== What is being asked ==
Under this task are some entries; return every one of them exactly.

Dataset entries:
______
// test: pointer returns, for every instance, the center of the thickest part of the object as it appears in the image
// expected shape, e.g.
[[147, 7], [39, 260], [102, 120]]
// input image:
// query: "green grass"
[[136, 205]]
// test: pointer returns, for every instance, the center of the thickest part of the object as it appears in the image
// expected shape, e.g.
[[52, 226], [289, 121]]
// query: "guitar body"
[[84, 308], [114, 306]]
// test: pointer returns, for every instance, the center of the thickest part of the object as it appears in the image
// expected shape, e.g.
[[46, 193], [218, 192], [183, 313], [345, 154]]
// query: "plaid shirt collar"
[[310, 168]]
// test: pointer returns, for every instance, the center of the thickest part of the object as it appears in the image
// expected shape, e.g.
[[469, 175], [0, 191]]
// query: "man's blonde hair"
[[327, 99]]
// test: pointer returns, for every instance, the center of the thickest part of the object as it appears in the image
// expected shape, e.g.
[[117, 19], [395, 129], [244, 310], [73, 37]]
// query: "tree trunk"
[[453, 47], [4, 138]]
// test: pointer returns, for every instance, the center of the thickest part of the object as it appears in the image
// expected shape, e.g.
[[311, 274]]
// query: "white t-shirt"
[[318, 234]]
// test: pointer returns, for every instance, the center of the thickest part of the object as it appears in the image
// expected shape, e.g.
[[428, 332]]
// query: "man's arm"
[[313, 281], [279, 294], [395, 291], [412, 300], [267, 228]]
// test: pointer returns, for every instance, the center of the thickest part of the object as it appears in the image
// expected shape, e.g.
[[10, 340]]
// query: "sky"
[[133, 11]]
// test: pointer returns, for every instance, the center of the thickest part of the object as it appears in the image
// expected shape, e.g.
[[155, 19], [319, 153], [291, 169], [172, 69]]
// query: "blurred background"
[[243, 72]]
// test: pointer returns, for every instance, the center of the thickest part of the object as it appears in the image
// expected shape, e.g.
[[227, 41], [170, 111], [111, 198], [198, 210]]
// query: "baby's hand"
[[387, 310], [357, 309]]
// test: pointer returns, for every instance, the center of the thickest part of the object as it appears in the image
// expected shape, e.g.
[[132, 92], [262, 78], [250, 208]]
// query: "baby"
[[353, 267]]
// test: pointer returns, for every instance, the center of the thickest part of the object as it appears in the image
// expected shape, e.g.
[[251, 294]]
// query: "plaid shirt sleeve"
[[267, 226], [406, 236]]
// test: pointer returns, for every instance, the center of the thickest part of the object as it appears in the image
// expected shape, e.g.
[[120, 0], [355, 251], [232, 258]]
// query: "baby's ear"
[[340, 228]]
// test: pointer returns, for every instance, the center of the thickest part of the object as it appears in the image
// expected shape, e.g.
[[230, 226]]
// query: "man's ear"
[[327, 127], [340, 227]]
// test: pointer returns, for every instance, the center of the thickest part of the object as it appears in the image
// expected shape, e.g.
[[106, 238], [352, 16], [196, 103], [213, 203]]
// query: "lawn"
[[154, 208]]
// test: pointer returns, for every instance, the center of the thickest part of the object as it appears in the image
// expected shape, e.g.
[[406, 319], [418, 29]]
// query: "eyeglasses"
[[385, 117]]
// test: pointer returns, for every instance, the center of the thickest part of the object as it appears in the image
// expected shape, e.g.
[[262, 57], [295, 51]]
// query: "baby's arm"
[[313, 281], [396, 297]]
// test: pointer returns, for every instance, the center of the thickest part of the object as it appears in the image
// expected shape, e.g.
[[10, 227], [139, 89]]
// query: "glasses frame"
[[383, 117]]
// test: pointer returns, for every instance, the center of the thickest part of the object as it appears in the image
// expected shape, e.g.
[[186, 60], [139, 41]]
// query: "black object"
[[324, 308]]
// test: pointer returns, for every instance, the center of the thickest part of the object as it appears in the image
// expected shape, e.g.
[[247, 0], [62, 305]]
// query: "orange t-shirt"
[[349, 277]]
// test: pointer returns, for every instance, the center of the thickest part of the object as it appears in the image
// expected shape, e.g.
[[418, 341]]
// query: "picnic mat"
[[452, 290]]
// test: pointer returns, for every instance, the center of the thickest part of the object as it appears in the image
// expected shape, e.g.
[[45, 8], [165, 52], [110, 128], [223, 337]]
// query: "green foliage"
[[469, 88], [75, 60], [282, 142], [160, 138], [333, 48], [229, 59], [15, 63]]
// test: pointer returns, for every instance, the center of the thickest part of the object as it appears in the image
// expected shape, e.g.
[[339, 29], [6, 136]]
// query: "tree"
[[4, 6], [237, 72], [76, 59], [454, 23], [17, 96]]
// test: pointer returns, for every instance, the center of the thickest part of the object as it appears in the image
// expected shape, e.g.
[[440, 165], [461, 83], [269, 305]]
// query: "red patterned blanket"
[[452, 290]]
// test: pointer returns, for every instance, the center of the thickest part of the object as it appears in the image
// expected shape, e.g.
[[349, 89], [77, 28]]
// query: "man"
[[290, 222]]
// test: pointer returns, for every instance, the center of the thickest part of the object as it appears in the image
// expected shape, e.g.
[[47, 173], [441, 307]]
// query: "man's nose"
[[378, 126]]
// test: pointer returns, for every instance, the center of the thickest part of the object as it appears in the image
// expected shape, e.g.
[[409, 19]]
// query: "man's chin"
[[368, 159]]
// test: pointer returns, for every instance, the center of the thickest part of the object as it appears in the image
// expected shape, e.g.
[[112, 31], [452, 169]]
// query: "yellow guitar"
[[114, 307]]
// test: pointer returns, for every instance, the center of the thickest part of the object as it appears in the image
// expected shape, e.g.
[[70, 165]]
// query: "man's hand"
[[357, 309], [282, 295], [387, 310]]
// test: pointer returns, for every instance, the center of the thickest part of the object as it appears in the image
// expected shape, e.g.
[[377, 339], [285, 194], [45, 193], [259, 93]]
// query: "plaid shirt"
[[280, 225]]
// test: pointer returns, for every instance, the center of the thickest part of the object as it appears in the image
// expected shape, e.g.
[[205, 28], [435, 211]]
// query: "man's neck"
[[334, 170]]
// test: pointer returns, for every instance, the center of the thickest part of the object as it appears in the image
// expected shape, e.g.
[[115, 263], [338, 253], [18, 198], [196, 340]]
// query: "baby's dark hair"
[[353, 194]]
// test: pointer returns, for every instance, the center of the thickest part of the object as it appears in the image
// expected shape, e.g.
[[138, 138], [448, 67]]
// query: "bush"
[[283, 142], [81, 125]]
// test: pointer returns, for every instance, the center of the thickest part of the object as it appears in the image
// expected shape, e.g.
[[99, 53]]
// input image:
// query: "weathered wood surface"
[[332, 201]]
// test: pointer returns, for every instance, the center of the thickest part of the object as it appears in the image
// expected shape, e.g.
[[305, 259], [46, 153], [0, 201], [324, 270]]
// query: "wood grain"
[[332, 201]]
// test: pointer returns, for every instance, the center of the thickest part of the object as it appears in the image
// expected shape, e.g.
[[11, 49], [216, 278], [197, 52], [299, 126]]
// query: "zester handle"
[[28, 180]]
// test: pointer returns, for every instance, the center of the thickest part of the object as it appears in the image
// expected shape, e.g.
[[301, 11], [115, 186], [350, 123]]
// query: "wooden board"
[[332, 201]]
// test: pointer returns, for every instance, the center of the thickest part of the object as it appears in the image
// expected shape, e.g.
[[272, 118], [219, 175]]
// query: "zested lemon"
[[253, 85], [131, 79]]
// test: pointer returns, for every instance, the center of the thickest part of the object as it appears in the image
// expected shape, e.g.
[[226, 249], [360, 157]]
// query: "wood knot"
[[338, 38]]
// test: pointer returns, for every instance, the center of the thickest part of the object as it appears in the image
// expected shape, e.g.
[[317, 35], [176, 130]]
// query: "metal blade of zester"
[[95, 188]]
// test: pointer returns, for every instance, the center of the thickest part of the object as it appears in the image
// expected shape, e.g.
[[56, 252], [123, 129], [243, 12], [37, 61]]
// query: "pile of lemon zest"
______
== Final answer ==
// test: pointer returns, for every instance, the center of the thickest part of the object as it appears in the image
// expected shape, e.g.
[[147, 7], [39, 260], [102, 120]]
// input image:
// query: "green grass"
[[136, 205]]
// test: pointer returns, for every instance, the center of the thickest part of the object as it appears in the image
// expected shape, e.g.
[[52, 226], [289, 121]]
// query: "guitar body"
[[84, 308], [114, 306]]
// test: pointer returns, for every instance, the center of the thickest part of the object as it appears in the image
// expected shape, e.g.
[[46, 193], [218, 192], [183, 313], [345, 154]]
// query: "plaid shirt collar"
[[310, 168]]
// test: pointer returns, for every instance, the center of the thickest part of the object as it appears in the image
// expected shape, e.g.
[[469, 175], [0, 191]]
// query: "man's blonde hair"
[[327, 99]]
// test: pointer returns, for every instance, the center of the thickest part of the object as it appears in the image
// expected shape, e.g.
[[117, 19], [395, 129], [244, 310], [73, 37]]
// query: "tree trunk"
[[453, 47], [4, 138]]
// test: pointer returns, for every instance, the center of the thickest part of the object as it appears in the image
// expected shape, e.g.
[[311, 274]]
// query: "white t-shirt"
[[318, 234]]
// test: pointer returns, for every instance, the center of the thickest part of the object as it appears in the image
// expected shape, e.g.
[[428, 332]]
// query: "man's arm"
[[313, 281], [279, 294], [395, 291], [412, 300], [267, 228]]
// test: pointer returns, for every instance, the center of the thickest part of the object as it appears in the image
// expected shape, e.g.
[[10, 340]]
// query: "sky"
[[133, 11]]
// test: pointer returns, for every instance, the center of the thickest part of the object as it appears in the image
// expected shape, e.g.
[[155, 19], [319, 153], [291, 169], [172, 69]]
// query: "blurred background"
[[243, 72]]
// test: pointer returns, for every instance, the center of the thickest part of the object as it appears in the image
// expected shape, e.g.
[[227, 41], [170, 111], [111, 198], [198, 210]]
// query: "baby's hand"
[[387, 310], [357, 309]]
// test: pointer returns, for every instance, the center of the thickest part of the object as it appears in the image
// expected shape, e.g.
[[132, 92], [262, 78], [250, 208]]
// query: "baby"
[[353, 267]]
// test: pointer returns, for every instance, the center of the thickest part of the object as it appears in the image
// expected shape, e.g.
[[251, 294]]
// query: "plaid shirt sleeve"
[[267, 226], [406, 236]]
// test: pointer returns, for every instance, the center of the thickest part of the object as it appears in the image
// expected shape, e.g.
[[120, 0], [355, 251], [232, 258]]
// query: "baby's ear"
[[340, 228]]
// test: pointer returns, for every instance, the center of the thickest part of the object as it appears in the image
// expected shape, e.g.
[[230, 226]]
// query: "man's ear"
[[327, 127], [340, 227]]
// test: pointer returns, for every instance, the center of the thickest part of the object as it appears in the image
// expected shape, e.g.
[[106, 238], [352, 16], [196, 103], [213, 203]]
// query: "lawn"
[[154, 208]]
// test: pointer returns, for every instance, the center of the thickest part of the object as it appears in the image
// expected shape, e.g.
[[406, 319], [418, 29]]
// query: "eyeglasses"
[[385, 117]]
// test: pointer returns, for every instance, the center of the thickest part of the object as it appears in the image
// expected shape, e.g.
[[262, 57], [295, 51]]
// query: "baby's arm"
[[313, 281], [396, 297]]
// test: pointer returns, for every instance, the center of the thickest part of the object as it appears in the image
// expected shape, e.g.
[[10, 227], [139, 89]]
// query: "glasses frame"
[[383, 117]]
// test: pointer returns, for every instance, the center of the thickest part of the object as it appears in the image
// expected shape, e.g.
[[186, 60], [139, 41]]
// query: "black object"
[[324, 308]]
// test: pointer returns, for every instance, the center of the thickest part of the object as it appears in the image
// expected shape, e.g.
[[247, 0], [62, 305]]
// query: "orange t-shirt"
[[349, 277]]
// test: pointer returns, for every instance, the center of the thickest part of the object as it appears in the image
// expected shape, e.g.
[[418, 341]]
// query: "picnic mat"
[[452, 290]]
// test: pointer returns, for every instance, the center of the thickest part of the object as it appears in the image
// expected shape, e.g.
[[45, 8], [165, 52], [110, 128], [223, 337]]
// query: "green foliage"
[[469, 88], [75, 60], [282, 142], [160, 138], [333, 48], [229, 59], [15, 63]]
// test: pointer returns, for every instance, the center of the thickest part of the object as it appears in the image
// expected shape, e.g.
[[339, 29], [6, 136]]
// query: "tree"
[[4, 6], [237, 72], [76, 59], [454, 23], [17, 96]]
// test: pointer returns, for every instance, the center of the thickest part of the object as it appears in the image
// expected shape, e.g.
[[440, 165], [461, 83], [269, 305]]
// query: "red patterned blanket"
[[452, 290]]
// test: pointer returns, for every instance, the center of the thickest part of the object as it appears in the image
// expected shape, e.g.
[[349, 89], [77, 28]]
// query: "man"
[[290, 222]]
// test: pointer returns, for every instance, the center of the thickest part of the object as it appears in the image
// expected shape, e.g.
[[47, 173], [441, 307]]
// query: "man's nose"
[[378, 126]]
// test: pointer returns, for every instance, the center of the thickest part of the object as it appears in the image
// expected shape, e.g.
[[409, 19]]
// query: "man's chin"
[[368, 159]]
// test: pointer returns, for every instance, the center of the thickest part of the object as it appears in the image
// expected shape, e.g.
[[112, 31], [452, 169]]
// query: "yellow guitar"
[[114, 307]]
// test: pointer returns, for every instance, the center of the thickest part of the object as it appears in the image
// expected shape, e.g.
[[70, 165]]
// query: "man's hand"
[[357, 309], [282, 295], [387, 310]]
// test: pointer returns, for every instance, the center of the thickest part of the object as it appears in the image
// expected shape, e.g.
[[377, 339], [285, 194], [45, 193], [259, 93]]
// query: "plaid shirt"
[[280, 225]]
// test: pointer returns, for every instance, the center of the thickest part of the object as it appears in the image
// expected shape, e.g.
[[205, 28], [435, 211]]
// query: "man's neck"
[[334, 170]]
// test: pointer returns, for every instance, the center of the thickest part of the object as it appears in the image
// expected shape, e.g.
[[115, 263], [338, 253], [18, 198], [196, 340]]
// query: "baby's dark hair"
[[353, 194]]
// test: pointer returns, for every instance, the center of the thickest part of the object as it appears in the image
// expected shape, e.g.
[[138, 138], [448, 67]]
// query: "bush"
[[283, 142], [81, 125]]
// test: pointer returns, for every instance, the center of the thickest part of the object as it appears in the image
// expected shape, e.g.
[[99, 53]]
// input image:
// query: "weathered wood surface"
[[332, 201]]
// test: pointer returns, for every instance, the center of the thickest part of the object as it appears in the image
// expected shape, e.g.
[[305, 259], [46, 153], [0, 201], [324, 270]]
// query: "wood grain"
[[332, 201]]
// test: pointer returns, for every instance, the center of the thickest part of the object as it appears in the image
// expected shape, e.g.
[[11, 49], [216, 278], [197, 52], [299, 126]]
// query: "zester handle"
[[28, 180]]
// test: pointer returns, for every instance, the center of the thickest part of the object as it appears in the image
// expected shape, e.g.
[[301, 11], [115, 186], [350, 123]]
// query: "wooden board"
[[332, 201]]
// test: pointer returns, for every instance, the center of the thickest part of the object as it appears in the image
// expected shape, e.g.
[[272, 118], [219, 175]]
// query: "zested lemon"
[[253, 85], [131, 79]]
// test: pointer returns, for every instance, the center of the thickest part of the object as it appears in the image
// expected shape, e.g.
[[226, 249], [360, 157]]
// query: "wood knot"
[[338, 38]]
// test: pointer returns, for every instance, the center of the thickest part of the object as it appears in the image
// expected shape, e.g.
[[317, 35], [176, 130]]
// query: "metal blade of zester"
[[95, 188]]
// test: pointer returns, for every instance, the center of the thickest part of the object as it appears in the image
// expected shape, e.g.
[[56, 252], [123, 129], [243, 12], [37, 61]]
// query: "pile of lemon zest"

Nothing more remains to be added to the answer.